<<<<
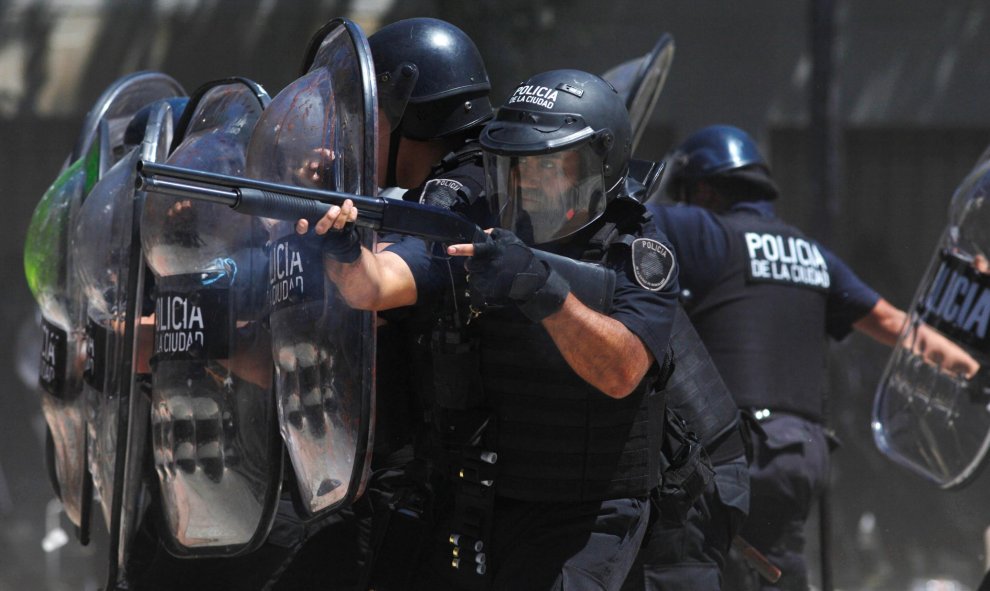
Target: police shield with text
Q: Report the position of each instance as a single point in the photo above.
(216, 448)
(49, 267)
(320, 132)
(110, 272)
(930, 417)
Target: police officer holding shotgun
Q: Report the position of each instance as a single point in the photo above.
(552, 418)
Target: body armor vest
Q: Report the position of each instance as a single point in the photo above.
(764, 320)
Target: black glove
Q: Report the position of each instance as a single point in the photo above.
(342, 245)
(508, 271)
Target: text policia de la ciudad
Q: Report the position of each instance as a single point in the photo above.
(537, 95)
(286, 275)
(179, 325)
(787, 259)
(957, 301)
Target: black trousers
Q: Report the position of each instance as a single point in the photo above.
(688, 553)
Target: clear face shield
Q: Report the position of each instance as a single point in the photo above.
(545, 197)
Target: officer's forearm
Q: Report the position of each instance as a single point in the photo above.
(598, 348)
(375, 281)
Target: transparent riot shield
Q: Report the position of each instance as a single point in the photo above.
(109, 270)
(927, 416)
(640, 81)
(215, 438)
(118, 103)
(320, 132)
(48, 260)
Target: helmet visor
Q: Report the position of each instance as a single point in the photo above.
(544, 197)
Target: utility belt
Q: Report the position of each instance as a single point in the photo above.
(460, 450)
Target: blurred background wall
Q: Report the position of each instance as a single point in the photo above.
(906, 95)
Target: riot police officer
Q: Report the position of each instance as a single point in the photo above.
(762, 295)
(572, 389)
(433, 96)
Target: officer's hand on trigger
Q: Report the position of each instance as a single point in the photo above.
(505, 270)
(340, 238)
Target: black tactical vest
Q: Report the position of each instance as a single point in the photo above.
(559, 438)
(764, 320)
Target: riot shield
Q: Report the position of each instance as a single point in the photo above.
(926, 417)
(320, 132)
(640, 81)
(108, 267)
(214, 433)
(48, 260)
(119, 102)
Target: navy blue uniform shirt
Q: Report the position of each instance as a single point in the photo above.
(701, 246)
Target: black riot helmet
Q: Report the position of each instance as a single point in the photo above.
(556, 154)
(724, 156)
(432, 82)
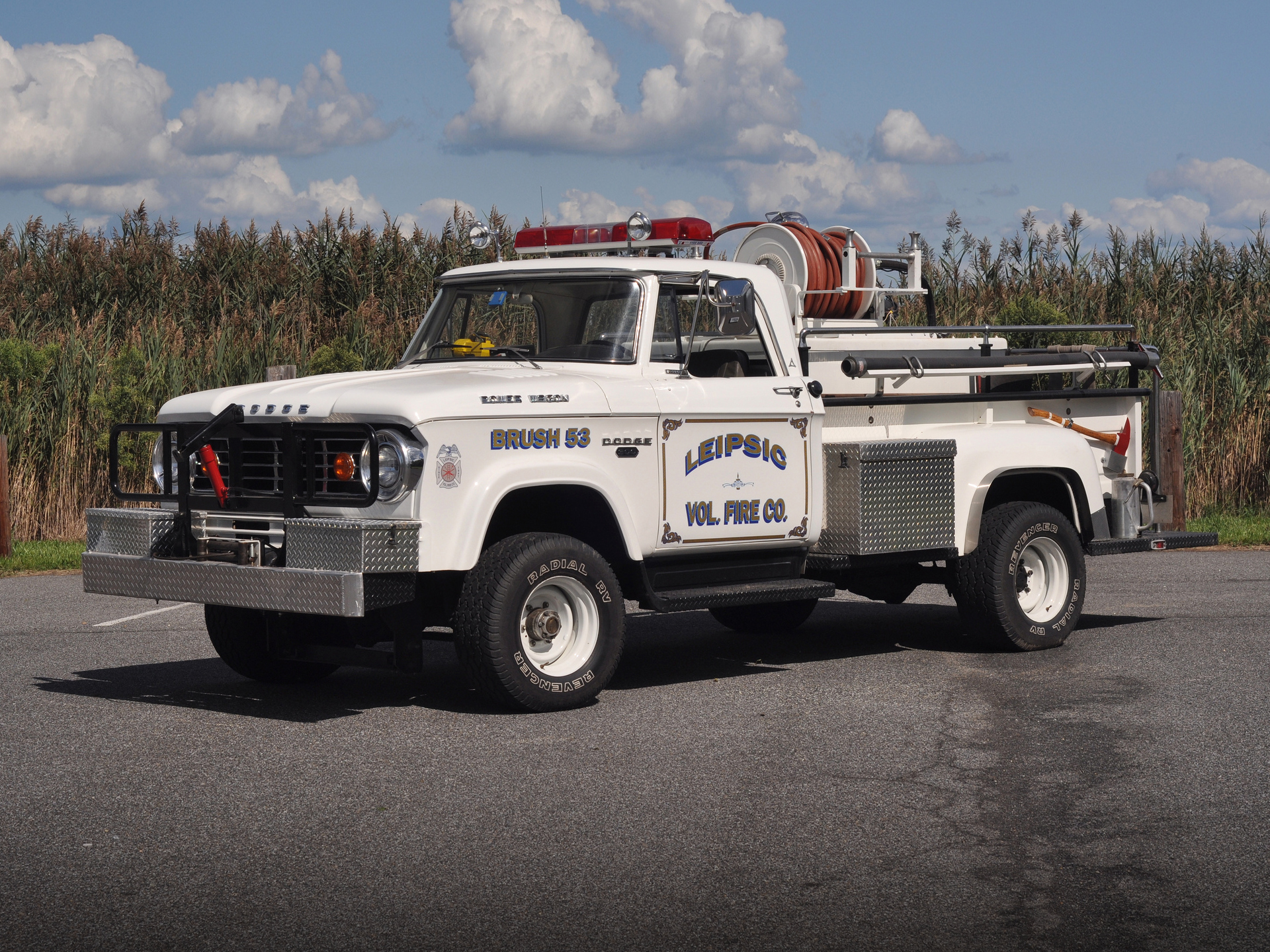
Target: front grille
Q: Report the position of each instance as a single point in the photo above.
(259, 469)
>>>>
Copy out the items word for word, from the line containing "Target: black tactical vest" through the end of the items, and omit the pictures.

Target: black tactical vest
Q: Report the position of each instance as a single point in the photo above.
(559, 438)
(764, 320)
Target: riot shield
Q: Report the position of each instance as a single point in the photo above.
(926, 417)
(320, 132)
(640, 81)
(108, 267)
(214, 433)
(48, 260)
(119, 102)
Target: navy blue uniform shirt
Q: Report the position of each instance as a single point in the photo above.
(701, 246)
Target: black riot helmet
Q: Report the position of each instance as a single point in the photo above.
(556, 154)
(724, 156)
(432, 82)
Target: front grille
Q: Report the position of each instance as a single point in the photo above.
(259, 469)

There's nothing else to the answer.